— WORK INSTRUCTION —
The reply should hold only the lines below from the one with "find the small" to the end, each copied exactly.

[Records drawn from a dataset]
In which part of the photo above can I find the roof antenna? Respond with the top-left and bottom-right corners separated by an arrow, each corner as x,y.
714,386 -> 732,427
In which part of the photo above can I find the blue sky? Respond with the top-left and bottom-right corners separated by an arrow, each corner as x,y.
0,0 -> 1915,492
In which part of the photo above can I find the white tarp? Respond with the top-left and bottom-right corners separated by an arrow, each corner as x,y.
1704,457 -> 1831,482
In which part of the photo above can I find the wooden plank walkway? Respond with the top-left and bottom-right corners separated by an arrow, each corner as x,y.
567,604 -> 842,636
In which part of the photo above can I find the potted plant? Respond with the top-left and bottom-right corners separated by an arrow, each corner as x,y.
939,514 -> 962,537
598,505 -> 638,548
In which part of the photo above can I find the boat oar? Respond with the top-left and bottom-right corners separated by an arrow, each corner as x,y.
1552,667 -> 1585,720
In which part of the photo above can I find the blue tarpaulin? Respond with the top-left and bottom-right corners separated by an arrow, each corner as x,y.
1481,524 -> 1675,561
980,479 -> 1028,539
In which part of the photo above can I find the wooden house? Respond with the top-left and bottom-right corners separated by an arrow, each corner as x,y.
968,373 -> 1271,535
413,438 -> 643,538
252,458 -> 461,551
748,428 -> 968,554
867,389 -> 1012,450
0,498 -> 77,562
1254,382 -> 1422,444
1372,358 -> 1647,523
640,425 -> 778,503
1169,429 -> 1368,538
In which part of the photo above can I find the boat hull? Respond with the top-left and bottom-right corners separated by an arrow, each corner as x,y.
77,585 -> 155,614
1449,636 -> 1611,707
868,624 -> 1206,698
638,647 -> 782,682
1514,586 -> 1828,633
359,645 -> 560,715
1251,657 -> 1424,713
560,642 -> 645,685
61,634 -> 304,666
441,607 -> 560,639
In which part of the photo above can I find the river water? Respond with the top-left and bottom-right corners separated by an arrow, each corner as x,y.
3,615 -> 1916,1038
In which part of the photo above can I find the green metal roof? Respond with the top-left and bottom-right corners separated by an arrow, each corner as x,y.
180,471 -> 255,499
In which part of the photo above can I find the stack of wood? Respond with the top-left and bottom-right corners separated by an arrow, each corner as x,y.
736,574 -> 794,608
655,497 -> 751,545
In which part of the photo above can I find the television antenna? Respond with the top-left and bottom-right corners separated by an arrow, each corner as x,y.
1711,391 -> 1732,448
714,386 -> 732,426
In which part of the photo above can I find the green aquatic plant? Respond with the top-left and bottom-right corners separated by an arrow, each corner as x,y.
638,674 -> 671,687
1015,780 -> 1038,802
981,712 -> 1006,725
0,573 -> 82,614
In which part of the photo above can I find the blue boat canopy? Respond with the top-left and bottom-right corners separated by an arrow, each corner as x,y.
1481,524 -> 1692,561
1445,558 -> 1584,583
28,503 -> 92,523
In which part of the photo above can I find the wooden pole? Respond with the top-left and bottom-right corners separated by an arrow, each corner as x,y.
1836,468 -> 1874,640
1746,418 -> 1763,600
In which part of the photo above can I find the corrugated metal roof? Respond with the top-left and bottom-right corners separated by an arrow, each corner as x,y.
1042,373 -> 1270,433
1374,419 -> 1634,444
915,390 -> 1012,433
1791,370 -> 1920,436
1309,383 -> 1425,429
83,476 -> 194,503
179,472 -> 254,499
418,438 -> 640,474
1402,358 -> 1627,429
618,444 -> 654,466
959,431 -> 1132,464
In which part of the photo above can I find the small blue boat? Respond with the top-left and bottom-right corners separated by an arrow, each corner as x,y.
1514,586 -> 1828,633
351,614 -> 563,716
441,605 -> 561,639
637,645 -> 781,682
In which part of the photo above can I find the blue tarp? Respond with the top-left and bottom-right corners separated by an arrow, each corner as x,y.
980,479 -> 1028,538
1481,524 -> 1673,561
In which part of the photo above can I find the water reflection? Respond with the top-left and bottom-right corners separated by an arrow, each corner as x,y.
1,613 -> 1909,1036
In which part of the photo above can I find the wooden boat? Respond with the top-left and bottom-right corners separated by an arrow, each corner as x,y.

— RESULT —
In which part of the photo above can I find the small blue boat? Respond with the top-left and bottom-right corners separated by an arrow, each corner as x,y.
1514,586 -> 1828,633
351,614 -> 563,716
441,605 -> 561,639
637,645 -> 781,682
In which part of the photo above can I find the blue tarp? Respond with the top-left and bottom-right corners separated by an arrow, each corner as x,y.
980,479 -> 1028,538
1481,524 -> 1673,561
In which part of the photo above can I find the water reflection? Respond with the top-left and bottom-right corners separated by an arrow, each corner as x,y.
1,613 -> 1909,1036
In which part of the photo above can I find the wooden boat? Respond with the top-left and bottom-right corners separated by an arrow, each corner as x,y.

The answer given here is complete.